__Problem description__
A faithful transcription of all the data, images excluded, is the required answer.

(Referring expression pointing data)
————————

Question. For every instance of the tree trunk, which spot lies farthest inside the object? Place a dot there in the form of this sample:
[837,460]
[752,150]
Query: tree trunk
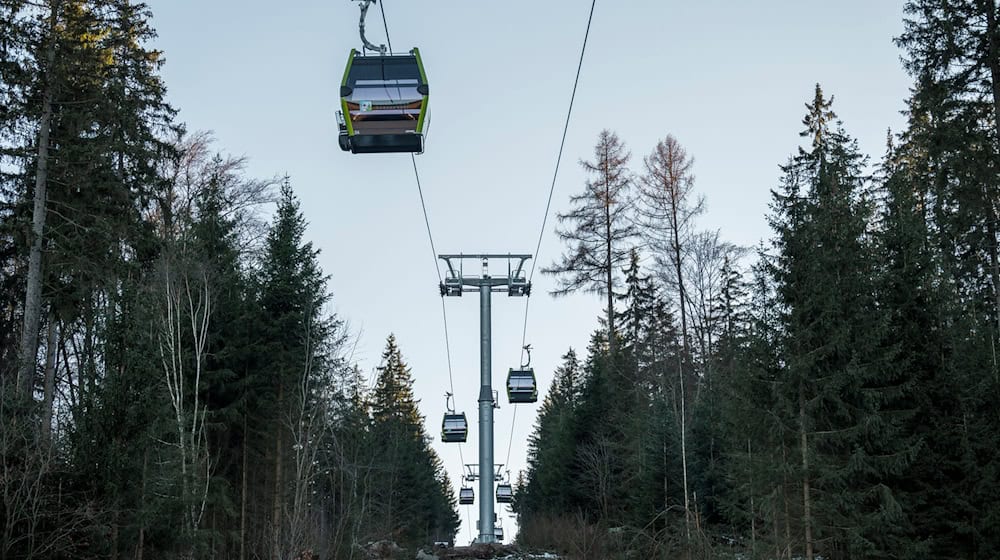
[50,376]
[675,227]
[278,480]
[753,510]
[993,42]
[609,256]
[806,499]
[33,290]
[243,494]
[142,525]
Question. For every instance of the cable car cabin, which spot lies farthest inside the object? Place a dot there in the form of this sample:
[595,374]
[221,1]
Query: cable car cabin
[383,101]
[505,494]
[454,428]
[466,496]
[521,387]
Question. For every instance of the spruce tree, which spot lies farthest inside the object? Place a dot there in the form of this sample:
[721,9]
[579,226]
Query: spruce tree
[835,396]
[412,498]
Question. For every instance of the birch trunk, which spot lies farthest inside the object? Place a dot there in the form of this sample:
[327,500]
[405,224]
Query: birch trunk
[33,291]
[50,376]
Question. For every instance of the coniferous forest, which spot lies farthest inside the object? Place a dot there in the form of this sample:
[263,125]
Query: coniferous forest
[175,384]
[173,381]
[829,393]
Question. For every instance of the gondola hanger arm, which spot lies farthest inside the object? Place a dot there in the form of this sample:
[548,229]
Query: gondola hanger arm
[365,4]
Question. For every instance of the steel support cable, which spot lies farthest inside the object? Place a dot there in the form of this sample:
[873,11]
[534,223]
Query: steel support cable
[437,269]
[548,203]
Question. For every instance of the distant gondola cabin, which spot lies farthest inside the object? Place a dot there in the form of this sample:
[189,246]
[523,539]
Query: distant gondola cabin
[505,494]
[383,103]
[454,428]
[521,386]
[466,496]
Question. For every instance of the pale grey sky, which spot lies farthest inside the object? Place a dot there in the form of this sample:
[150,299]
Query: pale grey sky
[728,79]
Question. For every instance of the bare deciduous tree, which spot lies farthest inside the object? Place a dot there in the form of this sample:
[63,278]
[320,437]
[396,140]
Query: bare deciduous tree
[182,339]
[668,207]
[598,227]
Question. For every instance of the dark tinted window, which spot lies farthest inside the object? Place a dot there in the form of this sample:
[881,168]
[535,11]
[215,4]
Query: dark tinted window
[383,68]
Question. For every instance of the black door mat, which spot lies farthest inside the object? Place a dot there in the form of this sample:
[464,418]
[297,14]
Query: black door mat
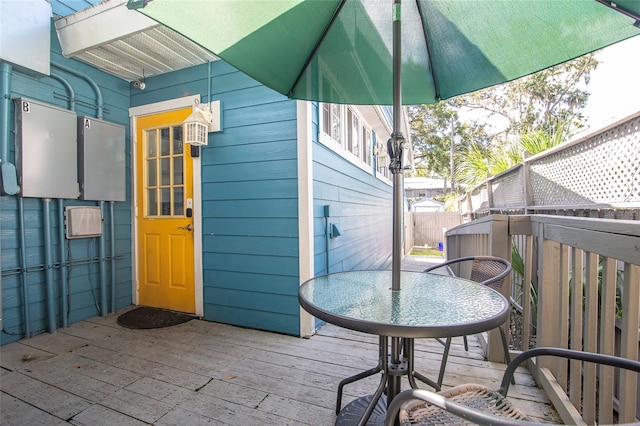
[146,317]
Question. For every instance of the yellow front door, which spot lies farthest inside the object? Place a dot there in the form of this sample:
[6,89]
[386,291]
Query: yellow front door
[165,213]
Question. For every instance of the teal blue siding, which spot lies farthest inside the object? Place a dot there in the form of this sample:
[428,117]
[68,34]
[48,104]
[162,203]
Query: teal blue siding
[249,197]
[250,208]
[359,203]
[82,254]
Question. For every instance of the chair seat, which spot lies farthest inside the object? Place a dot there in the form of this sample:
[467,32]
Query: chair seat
[416,412]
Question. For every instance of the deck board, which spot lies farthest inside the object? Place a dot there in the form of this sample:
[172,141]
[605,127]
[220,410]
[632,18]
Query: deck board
[200,372]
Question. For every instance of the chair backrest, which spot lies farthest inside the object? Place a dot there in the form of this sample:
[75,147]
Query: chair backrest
[486,270]
[490,271]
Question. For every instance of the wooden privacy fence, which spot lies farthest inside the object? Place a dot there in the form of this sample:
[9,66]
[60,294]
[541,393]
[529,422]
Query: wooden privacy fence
[578,287]
[429,227]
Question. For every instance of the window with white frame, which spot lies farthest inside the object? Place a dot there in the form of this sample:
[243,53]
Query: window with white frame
[331,120]
[341,126]
[367,141]
[353,133]
[382,160]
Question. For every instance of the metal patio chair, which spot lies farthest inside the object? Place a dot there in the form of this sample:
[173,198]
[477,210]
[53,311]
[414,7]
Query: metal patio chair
[466,404]
[486,270]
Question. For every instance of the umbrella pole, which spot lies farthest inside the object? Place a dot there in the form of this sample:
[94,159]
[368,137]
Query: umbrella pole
[396,145]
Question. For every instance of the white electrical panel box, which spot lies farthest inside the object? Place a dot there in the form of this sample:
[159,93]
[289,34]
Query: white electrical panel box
[83,221]
[46,150]
[101,160]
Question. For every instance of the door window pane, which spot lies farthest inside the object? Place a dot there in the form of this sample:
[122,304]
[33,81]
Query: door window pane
[164,180]
[178,201]
[177,140]
[177,171]
[152,202]
[152,144]
[165,202]
[165,142]
[152,172]
[165,171]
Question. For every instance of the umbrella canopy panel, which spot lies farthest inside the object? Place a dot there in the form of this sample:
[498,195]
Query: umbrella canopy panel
[340,51]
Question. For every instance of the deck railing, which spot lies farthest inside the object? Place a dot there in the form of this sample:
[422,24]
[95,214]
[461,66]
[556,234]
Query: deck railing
[578,287]
[594,175]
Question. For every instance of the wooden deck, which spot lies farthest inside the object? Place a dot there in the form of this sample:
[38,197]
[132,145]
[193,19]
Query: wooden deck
[97,373]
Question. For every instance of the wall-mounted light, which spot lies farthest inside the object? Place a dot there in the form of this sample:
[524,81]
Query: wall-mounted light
[139,84]
[334,231]
[196,126]
[203,119]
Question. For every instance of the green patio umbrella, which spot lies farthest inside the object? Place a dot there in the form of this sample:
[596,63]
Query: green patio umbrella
[384,52]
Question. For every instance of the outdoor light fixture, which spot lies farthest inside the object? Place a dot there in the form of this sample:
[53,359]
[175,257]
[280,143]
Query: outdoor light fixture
[196,126]
[204,119]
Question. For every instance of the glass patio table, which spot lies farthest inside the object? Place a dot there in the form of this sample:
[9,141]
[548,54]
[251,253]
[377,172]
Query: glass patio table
[426,306]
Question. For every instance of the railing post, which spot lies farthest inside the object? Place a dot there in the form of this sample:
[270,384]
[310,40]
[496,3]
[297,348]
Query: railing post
[629,346]
[500,246]
[548,295]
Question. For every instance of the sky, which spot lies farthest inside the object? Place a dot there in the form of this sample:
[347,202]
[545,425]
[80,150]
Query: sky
[615,84]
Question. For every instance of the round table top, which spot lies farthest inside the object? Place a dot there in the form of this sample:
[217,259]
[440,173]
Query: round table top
[427,305]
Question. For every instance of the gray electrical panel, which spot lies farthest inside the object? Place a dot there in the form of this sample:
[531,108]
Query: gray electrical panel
[101,160]
[46,150]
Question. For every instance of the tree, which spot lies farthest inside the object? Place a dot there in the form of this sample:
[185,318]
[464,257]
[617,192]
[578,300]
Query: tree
[545,101]
[497,124]
[432,128]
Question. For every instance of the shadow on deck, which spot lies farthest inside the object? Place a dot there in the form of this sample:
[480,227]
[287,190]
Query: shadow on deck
[98,373]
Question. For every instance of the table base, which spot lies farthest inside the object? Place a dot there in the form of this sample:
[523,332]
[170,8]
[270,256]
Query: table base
[352,413]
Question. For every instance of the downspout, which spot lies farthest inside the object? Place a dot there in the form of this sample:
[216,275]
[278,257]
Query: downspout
[103,266]
[48,264]
[5,108]
[113,256]
[63,265]
[63,255]
[99,101]
[72,93]
[327,232]
[23,270]
[89,80]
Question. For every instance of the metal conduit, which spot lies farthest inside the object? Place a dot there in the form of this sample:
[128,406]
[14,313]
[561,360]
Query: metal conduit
[63,265]
[103,266]
[72,93]
[113,256]
[89,80]
[48,263]
[23,270]
[5,108]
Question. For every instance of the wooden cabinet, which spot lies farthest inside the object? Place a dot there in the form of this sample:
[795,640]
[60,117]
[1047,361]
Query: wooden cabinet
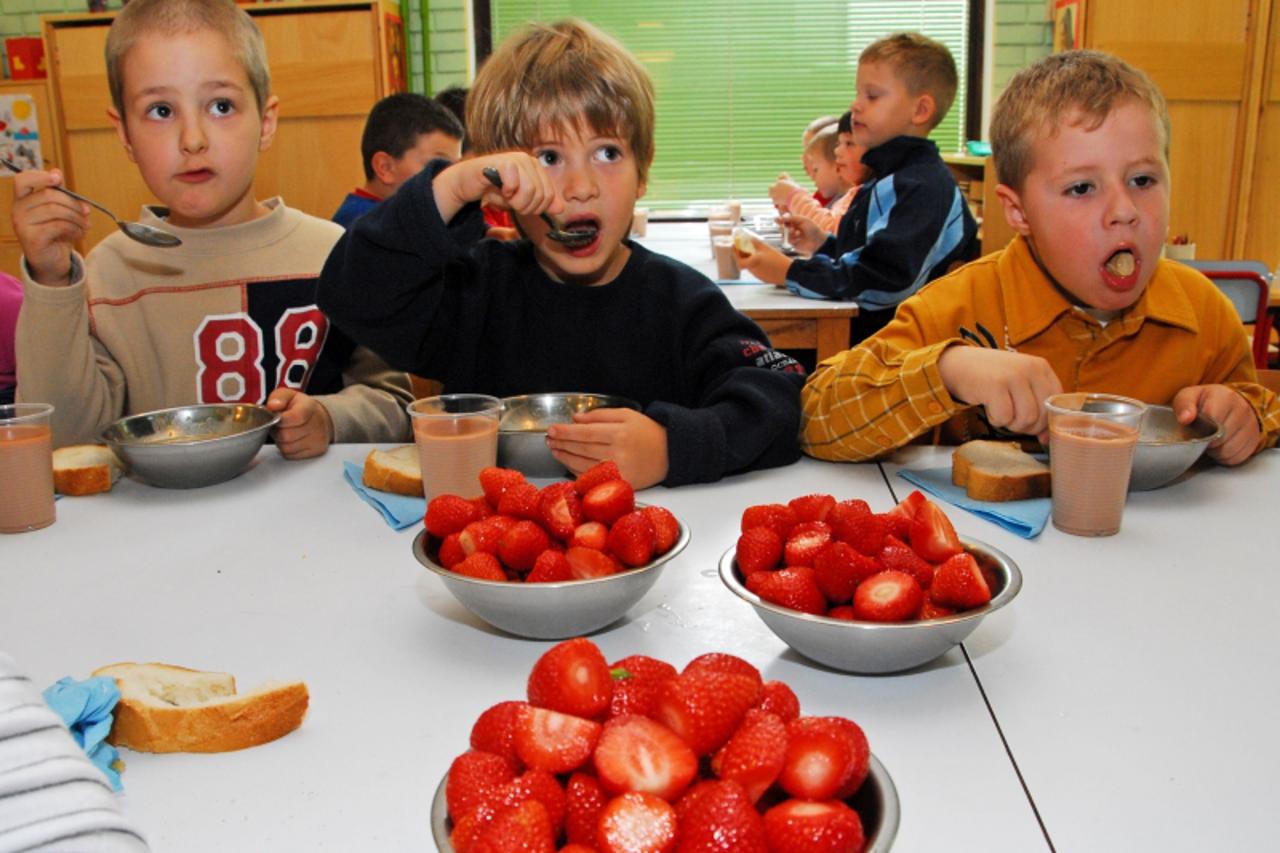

————————

__Response area__
Question. For every instance of the tree trunk, which spot lies farthest inside the object? Place a dot there in the form of this sample:
[837,460]
[752,150]
Query: tree trunk
[50,376]
[675,227]
[278,480]
[753,510]
[993,42]
[609,256]
[806,499]
[33,290]
[243,494]
[142,525]
Question. For every instance of the cable car cabin, which spot lies farthest inside the object? Place a dot there in the form of this sample:
[595,374]
[221,1]
Query: cable car cabin
[383,101]
[505,494]
[454,428]
[466,496]
[521,387]
Question. For every instance of the spruce tree, which spot lies farthest inside the object? Place a dot there in the form of this sample:
[721,9]
[579,226]
Query: spruce tree
[835,396]
[412,498]
Question. For every instance of the birch trunk, which spot lies farthest inside the object? Place a dot there in the form of this sample:
[327,500]
[405,224]
Query: birch trunk
[33,291]
[50,376]
Question. For every instance of the coniferous forest, which spot lies farthest inside the object? Place a dot there in the form of this sample:
[263,125]
Query: coniferous forest
[175,384]
[173,381]
[829,393]
Question. For every instance of the gondola hanger arm, which spot lies farthest inside the object? Place a dot there in the form of this sample:
[548,229]
Query: gondola hanger arm
[365,4]
Question. For every instance of the steel support cable, which spot lies farthest inside the object? Place a dot there in the form of this sample:
[873,11]
[534,223]
Query: steel support cable
[437,269]
[548,203]
Question. For every instance of the distant gondola cabin, which spot lies farthest inside the object? Place a dot there in the form of this sample:
[189,246]
[523,539]
Query: distant gondola cabin
[505,494]
[383,103]
[454,428]
[521,386]
[466,496]
Question. For every instance of the pale grey sky, which spot lies farthest inside the object? Place a dot there in the form of this sample:
[150,299]
Query: pale grey sky
[728,79]
Question. For every instance of the bare deciduous tree, which spot lies farthest inside the object? Place a dot there in the form of this sample:
[63,278]
[320,437]
[396,140]
Query: bare deciduous tree
[182,339]
[668,207]
[598,227]
Question. For every instance of the dark tinted window, which spot lies farthest inside the object? Place a dot there in the form of this sample:
[881,168]
[535,11]
[215,4]
Query: dark tinted window
[383,68]
Question. For every instance of the black door mat, which spot lies farthest inside the object? Place a dot there in the form of this sample:
[464,418]
[297,14]
Query: black door mat
[146,317]
Question. For every instance of the yellow front door, which spot lies farthest inside the object? Place a dot there in the form of this sample:
[6,89]
[386,291]
Query: yellow front door
[165,213]
Question. For every instance of the teal blue siding, which spot lies farthest inside the object? Place a dot there in the form of this sample:
[428,117]
[68,34]
[48,104]
[162,203]
Query: teal blue siding
[249,197]
[250,208]
[359,203]
[82,254]
Question. For every instance of the chair seat, which spot lies farthest inside the object? Place a dot there in the form of this sample:
[467,32]
Query: chair seat
[416,412]
Question. For every instance of the deck board, which spot lies farthest inside the object? Place a dot there in the form of this sample:
[172,141]
[605,127]
[220,410]
[632,18]
Query: deck board
[200,372]
Question. For every instance of the chair backrest, which spot lies farthest inside the object? Place a dot there in the form of this sample:
[75,147]
Query: chair backrest
[486,270]
[490,271]
Question. For every instance of the wooden privacy fence, which spot lies farthest inside the object? Place a dot there in the form of this sample:
[9,66]
[60,294]
[541,393]
[529,422]
Query: wooden privacy fence
[578,287]
[429,227]
Question. For every instance of the window with white frame, which spot lies farthest inside the object? Place a dot there in the form of this sample:
[243,53]
Query: window with white frame
[331,120]
[341,126]
[367,141]
[353,133]
[382,160]
Question. For every instance of the metal patio chair, which spot lies farthest inside the object? Place a dot there in the form of this sample:
[173,198]
[477,210]
[53,311]
[414,7]
Query: metal patio chair
[466,404]
[486,270]
Question. For every instance of the umbrella pole, which spot lies farthest inside the object? Place a dot there in the form of this sample:
[94,159]
[368,137]
Query: umbrella pole
[396,145]
Question. For every instance of the white electrical panel box, which spot lies farthest inside the object? Place a dot there in the form of this sample:
[159,93]
[289,34]
Query: white electrical panel box
[83,221]
[46,150]
[101,160]
Question. For every instance of the door window pane, which spot lies farthest inside the object? Place a dot there in the form of this sample:
[122,304]
[33,81]
Query: door window pane
[164,180]
[178,201]
[177,140]
[177,171]
[152,202]
[152,144]
[165,202]
[165,142]
[152,172]
[165,171]
Question. For every instance of the umbrella canopy panel, which spot lies farthest inside the object? Place a dot there in the form of this sample:
[498,195]
Query: umbrella canopy panel
[340,51]
Question. For every instance of the deck railing, which spot lies farthest inside the object? Place a dot there in the form of this sample:
[422,24]
[95,214]
[461,66]
[556,234]
Query: deck railing
[578,287]
[594,175]
Question. For every instance of the wooden deck, which spot lies farthest inside the object? Place a dot there in the form of this sample:
[38,197]
[132,145]
[193,19]
Query: wooden deck
[97,373]
Question. For every instance of the wall-mounted light, which spot lies farthest inside the object? Place a dot there in the form of this sample:
[524,81]
Query: wall-mounted light
[139,84]
[334,231]
[196,126]
[203,119]
Question. For every instance of the green patio umbrella, which spot lies farthest inside the object? Place a dot there in the form of this sample:
[596,63]
Query: green patio umbrella
[384,52]
Question. For every instance of the outdoor light fixture, which spot lies farthest inside the object? Place a dot there in the form of this sample:
[53,359]
[175,257]
[280,143]
Query: outdoor light fixture
[196,126]
[204,119]
Question. For every instance of the glass patio table, which spot lies farthest inside the object? Place a dot there in the form of this sample:
[9,141]
[548,54]
[251,253]
[377,172]
Query: glass patio table
[426,306]
Question. For every instance of the railing post, which spot lies farthest inside the object? Place a dot there in the form of this sample:
[270,384]
[310,40]
[496,3]
[297,348]
Query: railing post
[629,346]
[500,246]
[548,295]
Question. For every instance of the sky, which spot lies farthest inside the object? Place a dot there in the form of this sample:
[347,202]
[545,425]
[80,150]
Query: sky
[615,84]
Question. For every instance of the round table top, which spot lies farthest inside the object? Place a dot there in the form of this sample:
[217,259]
[440,173]
Query: round table top
[427,305]
Question. For every instance of the gray electrical panel, which spot lies farthest inside the object? Place a dot there in the form of this sample:
[531,108]
Query: gray electrical panel
[101,160]
[46,150]
Question. For every instance of the tree, which spot lies farthest inside the object? Place a dot there in the form of this sample:
[185,318]
[464,257]
[617,192]
[578,300]
Query: tree
[545,101]
[497,124]
[432,128]
Question. For every instance of the shadow on deck, which spot lies farthest inside the object? Place a dot there in the form of this sample:
[480,227]
[287,190]
Query: shadow on deck
[98,373]
Question. For every instance of the table base, which spot lies farthest inside the object? Place a dot there in the form of this sample:
[523,332]
[170,8]
[270,256]
Query: table base
[352,413]
Question. For every instance of the downspout, which spot lies farthest inside the object? Place a dot there in the form of this sample:
[216,275]
[278,257]
Query: downspout
[103,266]
[48,264]
[5,108]
[113,256]
[63,265]
[63,255]
[99,101]
[72,93]
[327,232]
[23,270]
[89,80]
Question. For every instance of the metal conduit, which spot lies farthest inside the object? Place a dot there in the form of this sample:
[128,406]
[14,313]
[561,360]
Query: metal conduit
[63,265]
[103,266]
[72,93]
[113,256]
[89,80]
[48,263]
[23,270]
[5,108]
Question. For every instance of the wooden cabinet, which spot lies farthest inside the object? Place a dot there in the form of this sample:
[795,640]
[60,117]
[1047,361]
Query: wooden cabinet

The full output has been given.